» Objective: Swap "layout" for "format" throughout the entries below, and give the lines again with nothing else changed.

Annotation entries:
+---+

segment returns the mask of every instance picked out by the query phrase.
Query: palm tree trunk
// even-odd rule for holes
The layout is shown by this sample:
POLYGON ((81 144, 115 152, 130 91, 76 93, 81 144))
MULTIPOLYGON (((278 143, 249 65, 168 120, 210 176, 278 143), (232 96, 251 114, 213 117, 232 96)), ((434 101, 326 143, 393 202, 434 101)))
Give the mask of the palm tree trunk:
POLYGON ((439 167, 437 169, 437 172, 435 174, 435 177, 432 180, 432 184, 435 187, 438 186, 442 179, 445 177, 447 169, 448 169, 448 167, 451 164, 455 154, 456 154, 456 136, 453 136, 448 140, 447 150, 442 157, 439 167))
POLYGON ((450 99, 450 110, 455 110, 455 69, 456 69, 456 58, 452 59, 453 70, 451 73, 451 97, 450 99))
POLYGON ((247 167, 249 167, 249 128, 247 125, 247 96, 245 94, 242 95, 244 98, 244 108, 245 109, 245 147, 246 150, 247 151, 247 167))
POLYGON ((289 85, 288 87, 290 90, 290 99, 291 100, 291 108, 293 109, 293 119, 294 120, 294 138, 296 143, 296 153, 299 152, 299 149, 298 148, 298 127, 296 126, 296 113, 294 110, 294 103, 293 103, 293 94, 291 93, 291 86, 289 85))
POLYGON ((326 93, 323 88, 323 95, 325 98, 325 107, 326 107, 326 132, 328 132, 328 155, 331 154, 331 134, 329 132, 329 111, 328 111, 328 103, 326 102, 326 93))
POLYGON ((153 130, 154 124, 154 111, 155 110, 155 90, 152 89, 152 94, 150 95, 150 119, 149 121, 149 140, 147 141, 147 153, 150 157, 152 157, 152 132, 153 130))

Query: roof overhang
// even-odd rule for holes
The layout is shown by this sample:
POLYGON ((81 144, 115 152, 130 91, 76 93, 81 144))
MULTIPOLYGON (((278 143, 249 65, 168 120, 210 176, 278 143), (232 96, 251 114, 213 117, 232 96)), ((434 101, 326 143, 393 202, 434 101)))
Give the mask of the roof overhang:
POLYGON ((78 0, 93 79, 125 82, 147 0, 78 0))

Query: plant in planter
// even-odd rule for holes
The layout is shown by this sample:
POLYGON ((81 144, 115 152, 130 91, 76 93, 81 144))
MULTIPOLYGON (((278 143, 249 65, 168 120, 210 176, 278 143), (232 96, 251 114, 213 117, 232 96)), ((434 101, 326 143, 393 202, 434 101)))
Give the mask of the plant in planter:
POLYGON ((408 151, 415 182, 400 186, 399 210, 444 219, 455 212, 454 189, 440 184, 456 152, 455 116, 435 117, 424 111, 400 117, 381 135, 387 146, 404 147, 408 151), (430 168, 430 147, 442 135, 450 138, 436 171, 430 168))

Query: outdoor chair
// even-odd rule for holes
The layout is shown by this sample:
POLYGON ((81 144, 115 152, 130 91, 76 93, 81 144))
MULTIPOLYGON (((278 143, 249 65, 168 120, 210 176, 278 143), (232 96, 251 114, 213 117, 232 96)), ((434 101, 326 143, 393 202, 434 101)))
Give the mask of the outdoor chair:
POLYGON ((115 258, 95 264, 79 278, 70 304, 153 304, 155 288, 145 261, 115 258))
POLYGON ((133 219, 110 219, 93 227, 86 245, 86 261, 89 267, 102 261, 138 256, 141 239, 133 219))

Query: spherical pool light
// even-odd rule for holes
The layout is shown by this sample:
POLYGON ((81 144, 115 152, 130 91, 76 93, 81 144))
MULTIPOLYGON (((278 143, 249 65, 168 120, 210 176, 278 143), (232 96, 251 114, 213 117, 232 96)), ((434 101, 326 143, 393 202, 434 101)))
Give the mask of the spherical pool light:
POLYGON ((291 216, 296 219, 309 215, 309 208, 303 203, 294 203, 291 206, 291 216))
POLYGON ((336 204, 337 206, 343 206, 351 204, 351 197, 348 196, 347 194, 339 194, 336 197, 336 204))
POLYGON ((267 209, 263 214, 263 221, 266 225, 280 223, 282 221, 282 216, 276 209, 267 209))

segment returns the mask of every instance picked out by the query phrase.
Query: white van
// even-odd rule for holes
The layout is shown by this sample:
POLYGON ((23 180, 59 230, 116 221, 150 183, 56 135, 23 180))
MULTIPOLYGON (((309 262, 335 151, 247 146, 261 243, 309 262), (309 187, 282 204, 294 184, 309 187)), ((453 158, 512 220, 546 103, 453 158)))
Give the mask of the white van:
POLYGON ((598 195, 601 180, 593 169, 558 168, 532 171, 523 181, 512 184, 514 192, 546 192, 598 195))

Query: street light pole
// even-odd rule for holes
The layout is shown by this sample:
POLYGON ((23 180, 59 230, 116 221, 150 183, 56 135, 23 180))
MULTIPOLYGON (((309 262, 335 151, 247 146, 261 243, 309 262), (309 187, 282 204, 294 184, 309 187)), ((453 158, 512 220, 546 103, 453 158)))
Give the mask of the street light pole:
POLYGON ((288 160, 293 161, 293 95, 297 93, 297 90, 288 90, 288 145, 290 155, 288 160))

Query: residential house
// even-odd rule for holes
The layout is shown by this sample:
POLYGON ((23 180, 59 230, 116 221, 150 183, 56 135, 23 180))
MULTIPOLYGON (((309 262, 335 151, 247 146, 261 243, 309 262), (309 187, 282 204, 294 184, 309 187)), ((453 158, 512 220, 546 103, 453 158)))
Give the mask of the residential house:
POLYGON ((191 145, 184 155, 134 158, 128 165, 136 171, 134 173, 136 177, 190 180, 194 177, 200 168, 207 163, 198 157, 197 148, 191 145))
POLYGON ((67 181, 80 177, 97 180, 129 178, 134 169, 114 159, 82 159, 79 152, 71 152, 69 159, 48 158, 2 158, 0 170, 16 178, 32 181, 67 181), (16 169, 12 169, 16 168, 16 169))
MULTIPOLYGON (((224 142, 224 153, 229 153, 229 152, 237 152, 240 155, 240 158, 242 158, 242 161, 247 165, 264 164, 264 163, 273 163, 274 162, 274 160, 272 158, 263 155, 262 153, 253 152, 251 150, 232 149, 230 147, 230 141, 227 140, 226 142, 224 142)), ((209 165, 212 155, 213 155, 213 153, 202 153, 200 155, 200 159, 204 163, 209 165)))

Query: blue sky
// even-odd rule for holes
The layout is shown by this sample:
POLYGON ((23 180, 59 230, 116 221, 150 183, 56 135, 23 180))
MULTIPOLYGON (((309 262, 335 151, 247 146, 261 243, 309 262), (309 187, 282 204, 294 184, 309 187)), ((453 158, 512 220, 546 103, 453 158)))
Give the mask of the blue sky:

+---+

» Solution for this task:
segment returns the mask of every instance picked out by the query phrase.
Query: palm tree trunk
// even-odd rule for holes
The format is shown by this sample:
POLYGON ((81 144, 115 152, 130 91, 76 93, 81 144))
MULTIPOLYGON (((278 143, 249 65, 168 120, 210 176, 278 143), (232 96, 251 114, 213 117, 232 96)), ((434 101, 326 143, 393 202, 434 101)))
Give the mask of the palm tree trunk:
POLYGON ((439 167, 437 169, 437 172, 435 174, 435 177, 432 180, 432 184, 435 187, 438 186, 442 179, 445 177, 447 169, 448 169, 448 167, 451 164, 455 154, 456 154, 456 136, 453 136, 448 140, 447 150, 442 157, 439 167))
POLYGON ((450 99, 450 110, 455 110, 455 69, 456 69, 456 58, 452 59, 453 70, 451 73, 451 97, 450 99))
POLYGON ((247 167, 249 167, 249 128, 247 125, 247 96, 245 94, 242 95, 244 98, 244 108, 245 109, 245 147, 246 150, 247 151, 247 167))
POLYGON ((289 85, 288 87, 290 90, 290 99, 291 100, 291 108, 293 109, 293 119, 294 120, 294 138, 296 143, 296 153, 299 152, 299 149, 298 148, 298 127, 296 126, 296 113, 294 110, 294 103, 293 103, 293 94, 291 93, 291 86, 289 85))
POLYGON ((326 93, 323 88, 323 95, 325 98, 325 107, 326 107, 326 132, 328 132, 328 155, 331 154, 331 134, 329 132, 329 111, 328 111, 328 103, 326 102, 326 93))
POLYGON ((153 130, 154 124, 154 111, 155 110, 155 90, 152 89, 152 94, 150 95, 150 119, 149 121, 149 140, 147 141, 147 153, 150 157, 152 157, 152 132, 153 130))

Query: roof overhang
// even-odd rule for holes
The format is shown by this sample:
POLYGON ((81 144, 115 152, 130 91, 76 93, 81 144))
MULTIPOLYGON (((278 143, 249 65, 168 120, 210 176, 278 143), (232 96, 251 114, 213 117, 232 96)), ((434 101, 326 143, 393 202, 434 101)))
Give the mask of the roof overhang:
POLYGON ((78 0, 93 79, 125 82, 147 0, 78 0))

Query: plant in planter
// even-odd rule for holes
The format is shown by this sample:
POLYGON ((81 144, 115 152, 130 91, 76 93, 81 144))
MULTIPOLYGON (((278 143, 249 65, 168 120, 210 176, 278 143), (232 96, 251 114, 213 117, 232 96)), ((434 101, 326 143, 393 202, 434 101)))
Give the mask of the plant in planter:
POLYGON ((408 151, 415 182, 400 186, 399 210, 444 219, 455 212, 454 189, 440 184, 456 152, 455 116, 435 117, 424 111, 400 117, 381 135, 387 146, 404 147, 408 151), (430 168, 430 147, 442 135, 450 138, 436 171, 430 168))

Query: outdoor chair
// even-odd rule for holes
The format is shown by this sample:
POLYGON ((81 144, 115 152, 130 91, 76 93, 81 144))
MULTIPOLYGON (((278 143, 249 65, 168 120, 210 176, 278 143), (232 96, 251 114, 213 117, 232 96)), ((434 101, 326 143, 393 202, 434 101)))
Give the mask of the outdoor chair:
POLYGON ((115 258, 95 264, 79 278, 70 304, 153 304, 155 288, 145 261, 115 258))
POLYGON ((133 219, 110 219, 93 227, 86 245, 86 261, 89 267, 102 261, 138 256, 141 239, 133 219))

Query: spherical pool light
// even-odd rule for holes
The format is shown by this sample:
POLYGON ((81 144, 115 152, 130 91, 76 93, 81 144))
MULTIPOLYGON (((278 143, 249 65, 168 120, 210 176, 278 143), (232 96, 251 114, 213 117, 232 96)), ((434 101, 326 143, 393 202, 434 101)))
Give the mask of the spherical pool light:
POLYGON ((291 216, 296 219, 309 215, 309 208, 303 203, 294 203, 291 206, 291 216))
POLYGON ((336 204, 337 206, 343 206, 351 204, 351 197, 348 196, 347 194, 339 194, 336 197, 336 204))
POLYGON ((267 209, 263 214, 263 221, 266 225, 280 223, 282 221, 282 216, 276 209, 267 209))

segment returns the mask of every instance picked out by the query phrase.
Query: white van
// even-odd rule for holes
The format is shown by this sample:
POLYGON ((23 180, 59 230, 116 221, 150 183, 56 135, 23 180))
MULTIPOLYGON (((309 262, 335 151, 247 146, 261 243, 309 262), (309 187, 282 204, 294 184, 309 187)), ((453 158, 512 220, 546 103, 453 158)))
Give the mask of the white van:
POLYGON ((598 195, 601 180, 593 169, 558 168, 532 171, 523 181, 512 184, 514 192, 546 192, 598 195))

Query: street light pole
// even-odd rule for holes
The format is shown by this sample:
POLYGON ((23 180, 59 230, 116 221, 150 183, 56 135, 23 180))
MULTIPOLYGON (((309 262, 335 151, 247 146, 261 243, 309 262), (309 187, 282 204, 294 184, 309 187)), ((453 158, 512 220, 546 103, 453 158)))
Give the mask of the street light pole:
POLYGON ((288 160, 293 161, 293 95, 297 93, 297 90, 288 90, 288 145, 290 155, 288 160))

Query: residential house
// even-odd rule for holes
The format is shown by this sample:
POLYGON ((23 180, 59 230, 116 221, 150 183, 56 135, 23 180))
MULTIPOLYGON (((309 262, 335 151, 247 146, 261 243, 309 262), (309 187, 282 204, 294 184, 309 187)), ((453 158, 512 220, 546 103, 453 158)))
Give the mask of the residential house:
POLYGON ((191 145, 184 155, 134 158, 128 165, 136 171, 134 173, 136 177, 190 180, 194 177, 200 168, 207 163, 198 157, 197 148, 191 145))
POLYGON ((67 181, 80 177, 97 180, 129 178, 134 169, 114 159, 82 159, 79 152, 71 152, 69 159, 48 158, 2 158, 0 170, 16 178, 32 181, 67 181), (16 169, 12 169, 16 168, 16 169))
MULTIPOLYGON (((224 142, 224 153, 229 153, 229 152, 237 152, 240 155, 240 158, 242 158, 242 161, 247 165, 264 164, 264 163, 273 163, 274 162, 274 160, 272 158, 263 155, 262 153, 253 152, 251 150, 232 149, 230 147, 230 141, 227 140, 226 142, 224 142)), ((209 165, 212 155, 213 155, 213 153, 202 153, 200 155, 200 159, 204 163, 209 165)))

Query: blue sky
// even-odd rule for holes
The format is shown by this sample:
POLYGON ((23 180, 59 230, 116 221, 150 183, 56 135, 23 180))
MULTIPOLYGON (((309 262, 335 151, 247 146, 261 243, 309 262), (309 187, 282 204, 294 184, 309 187)), ((453 158, 512 220, 546 103, 453 158)))
Give the mask of the blue sky:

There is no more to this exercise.